### Data to process ###

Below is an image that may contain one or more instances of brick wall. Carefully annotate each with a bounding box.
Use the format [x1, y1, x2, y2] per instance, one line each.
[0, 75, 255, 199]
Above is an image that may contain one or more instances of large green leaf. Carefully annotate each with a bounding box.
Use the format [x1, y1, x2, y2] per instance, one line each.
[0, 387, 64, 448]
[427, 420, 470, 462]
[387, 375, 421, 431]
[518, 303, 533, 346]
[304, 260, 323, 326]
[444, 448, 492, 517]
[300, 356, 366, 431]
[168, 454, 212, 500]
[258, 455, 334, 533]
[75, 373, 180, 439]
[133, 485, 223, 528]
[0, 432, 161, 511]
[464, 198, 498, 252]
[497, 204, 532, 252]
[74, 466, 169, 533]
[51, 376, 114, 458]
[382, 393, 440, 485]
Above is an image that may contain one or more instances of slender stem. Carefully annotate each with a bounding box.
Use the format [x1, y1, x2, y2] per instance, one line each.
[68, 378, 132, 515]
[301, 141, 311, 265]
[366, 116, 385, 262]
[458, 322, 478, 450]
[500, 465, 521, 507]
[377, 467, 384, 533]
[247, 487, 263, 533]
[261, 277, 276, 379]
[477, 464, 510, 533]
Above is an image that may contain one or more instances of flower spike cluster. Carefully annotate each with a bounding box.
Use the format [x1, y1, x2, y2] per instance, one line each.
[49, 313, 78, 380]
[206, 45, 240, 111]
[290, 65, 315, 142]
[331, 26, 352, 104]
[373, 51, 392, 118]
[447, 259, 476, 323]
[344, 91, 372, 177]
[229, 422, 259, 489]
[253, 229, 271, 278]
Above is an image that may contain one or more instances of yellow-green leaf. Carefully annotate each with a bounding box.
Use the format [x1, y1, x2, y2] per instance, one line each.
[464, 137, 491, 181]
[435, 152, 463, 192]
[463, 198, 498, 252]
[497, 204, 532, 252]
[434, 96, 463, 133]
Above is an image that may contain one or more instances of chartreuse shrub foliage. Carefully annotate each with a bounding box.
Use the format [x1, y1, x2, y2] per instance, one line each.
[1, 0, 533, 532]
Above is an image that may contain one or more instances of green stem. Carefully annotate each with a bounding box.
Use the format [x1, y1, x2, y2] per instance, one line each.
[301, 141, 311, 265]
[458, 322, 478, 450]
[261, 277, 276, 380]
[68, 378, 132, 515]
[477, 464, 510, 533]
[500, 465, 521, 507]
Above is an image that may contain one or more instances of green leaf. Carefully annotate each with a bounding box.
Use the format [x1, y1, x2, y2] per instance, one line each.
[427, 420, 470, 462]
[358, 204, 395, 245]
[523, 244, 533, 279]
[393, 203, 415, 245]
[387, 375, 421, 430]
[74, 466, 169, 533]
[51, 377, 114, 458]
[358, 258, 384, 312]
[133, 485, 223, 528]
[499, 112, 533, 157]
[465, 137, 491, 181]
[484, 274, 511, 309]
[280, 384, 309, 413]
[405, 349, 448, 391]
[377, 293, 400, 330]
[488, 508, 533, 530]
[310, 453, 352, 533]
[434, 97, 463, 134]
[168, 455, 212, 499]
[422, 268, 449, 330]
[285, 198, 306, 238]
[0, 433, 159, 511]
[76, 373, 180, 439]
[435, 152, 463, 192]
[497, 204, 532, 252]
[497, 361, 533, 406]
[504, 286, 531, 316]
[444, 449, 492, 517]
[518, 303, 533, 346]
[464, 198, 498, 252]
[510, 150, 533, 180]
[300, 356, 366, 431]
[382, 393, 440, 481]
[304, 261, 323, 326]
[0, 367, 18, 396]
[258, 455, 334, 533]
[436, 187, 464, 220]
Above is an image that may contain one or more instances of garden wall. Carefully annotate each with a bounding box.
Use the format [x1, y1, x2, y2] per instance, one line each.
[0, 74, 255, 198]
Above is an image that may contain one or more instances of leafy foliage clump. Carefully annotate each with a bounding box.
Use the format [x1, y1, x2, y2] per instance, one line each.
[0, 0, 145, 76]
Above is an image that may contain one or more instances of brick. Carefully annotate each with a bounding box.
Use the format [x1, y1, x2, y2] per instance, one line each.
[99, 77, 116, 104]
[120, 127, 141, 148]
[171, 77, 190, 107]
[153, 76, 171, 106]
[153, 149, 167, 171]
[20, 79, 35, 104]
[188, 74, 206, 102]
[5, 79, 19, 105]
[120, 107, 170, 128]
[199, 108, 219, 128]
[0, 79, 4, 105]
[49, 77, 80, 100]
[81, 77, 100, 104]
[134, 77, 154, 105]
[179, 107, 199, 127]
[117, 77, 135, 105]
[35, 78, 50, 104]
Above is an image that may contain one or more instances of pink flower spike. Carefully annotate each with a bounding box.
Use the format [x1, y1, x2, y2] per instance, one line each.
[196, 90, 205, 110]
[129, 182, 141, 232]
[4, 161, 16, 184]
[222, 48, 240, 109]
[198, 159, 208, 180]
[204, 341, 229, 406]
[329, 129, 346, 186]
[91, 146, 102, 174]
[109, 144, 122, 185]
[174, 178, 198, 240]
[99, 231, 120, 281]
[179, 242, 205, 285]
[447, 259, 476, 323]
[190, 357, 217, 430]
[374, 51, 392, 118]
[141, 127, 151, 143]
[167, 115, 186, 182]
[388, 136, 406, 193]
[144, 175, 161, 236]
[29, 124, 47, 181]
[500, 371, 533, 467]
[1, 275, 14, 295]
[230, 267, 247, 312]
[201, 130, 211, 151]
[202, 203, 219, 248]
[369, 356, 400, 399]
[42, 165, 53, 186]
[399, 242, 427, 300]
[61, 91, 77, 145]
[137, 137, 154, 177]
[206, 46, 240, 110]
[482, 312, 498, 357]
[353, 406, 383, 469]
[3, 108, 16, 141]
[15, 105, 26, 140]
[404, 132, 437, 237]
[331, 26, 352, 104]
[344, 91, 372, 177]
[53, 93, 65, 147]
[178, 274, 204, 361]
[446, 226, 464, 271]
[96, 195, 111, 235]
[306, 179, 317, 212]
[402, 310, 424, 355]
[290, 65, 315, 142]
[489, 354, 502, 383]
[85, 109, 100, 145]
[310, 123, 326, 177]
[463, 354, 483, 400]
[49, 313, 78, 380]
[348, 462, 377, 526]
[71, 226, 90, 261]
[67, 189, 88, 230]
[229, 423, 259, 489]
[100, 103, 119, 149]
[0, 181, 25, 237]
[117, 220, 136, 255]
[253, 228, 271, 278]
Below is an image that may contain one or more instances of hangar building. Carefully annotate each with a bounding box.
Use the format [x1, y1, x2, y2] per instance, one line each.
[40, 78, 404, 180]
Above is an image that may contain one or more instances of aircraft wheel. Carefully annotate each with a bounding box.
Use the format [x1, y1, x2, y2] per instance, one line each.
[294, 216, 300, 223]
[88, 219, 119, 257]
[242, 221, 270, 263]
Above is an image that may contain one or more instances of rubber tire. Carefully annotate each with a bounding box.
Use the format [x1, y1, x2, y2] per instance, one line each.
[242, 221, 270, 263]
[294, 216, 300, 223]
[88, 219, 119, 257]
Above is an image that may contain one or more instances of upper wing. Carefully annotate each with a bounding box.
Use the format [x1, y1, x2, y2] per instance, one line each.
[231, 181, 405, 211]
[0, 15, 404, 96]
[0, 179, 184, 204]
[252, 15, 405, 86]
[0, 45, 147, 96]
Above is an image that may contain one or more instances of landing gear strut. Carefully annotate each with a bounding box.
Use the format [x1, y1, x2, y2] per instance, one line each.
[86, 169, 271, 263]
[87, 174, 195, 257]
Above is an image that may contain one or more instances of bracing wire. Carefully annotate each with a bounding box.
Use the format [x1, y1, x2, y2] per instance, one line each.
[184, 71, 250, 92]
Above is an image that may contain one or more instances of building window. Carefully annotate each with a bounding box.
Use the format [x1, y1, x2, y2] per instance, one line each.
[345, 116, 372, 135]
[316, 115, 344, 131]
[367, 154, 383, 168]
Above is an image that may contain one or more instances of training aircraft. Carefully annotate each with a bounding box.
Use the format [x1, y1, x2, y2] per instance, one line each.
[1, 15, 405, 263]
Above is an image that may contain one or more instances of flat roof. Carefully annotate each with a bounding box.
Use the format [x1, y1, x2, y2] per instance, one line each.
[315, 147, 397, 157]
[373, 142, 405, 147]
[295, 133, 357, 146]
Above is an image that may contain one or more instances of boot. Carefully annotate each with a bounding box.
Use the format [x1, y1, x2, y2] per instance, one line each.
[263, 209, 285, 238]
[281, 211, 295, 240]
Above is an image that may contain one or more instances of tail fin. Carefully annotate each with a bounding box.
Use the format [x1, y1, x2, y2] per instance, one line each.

###

- **Work to complete**: All lines in the listing above from the line containing "clump. Carefully annotate each with a bounding box." to the line containing "spike. Carefully annotate each with a bounding box.", inclusive, should be retyped exactly; no other lines should appear.

- **Output of the exercise**:
Above is an image that may contain one or more instances of leafy foliage clump. Carefully annotate each with a bounding box.
Use the format [x1, y1, x2, y2] per instance, one line each.
[0, 0, 145, 76]
Above is an image that may contain one or more instances of brick. Carefully annotate each with a bounding box.
Use the format [x1, y1, x2, y2] per instance, one line each.
[99, 77, 116, 104]
[120, 127, 141, 148]
[171, 77, 190, 107]
[153, 76, 171, 106]
[153, 149, 167, 171]
[20, 79, 35, 104]
[188, 74, 206, 102]
[5, 79, 19, 105]
[120, 107, 170, 128]
[199, 108, 219, 128]
[0, 79, 4, 105]
[49, 77, 80, 100]
[81, 77, 100, 104]
[134, 77, 154, 105]
[179, 107, 199, 127]
[117, 77, 135, 105]
[35, 78, 50, 104]
Above is an image that may contain one or more instances of pink flower spike. Carefully annotate each with a bounding box.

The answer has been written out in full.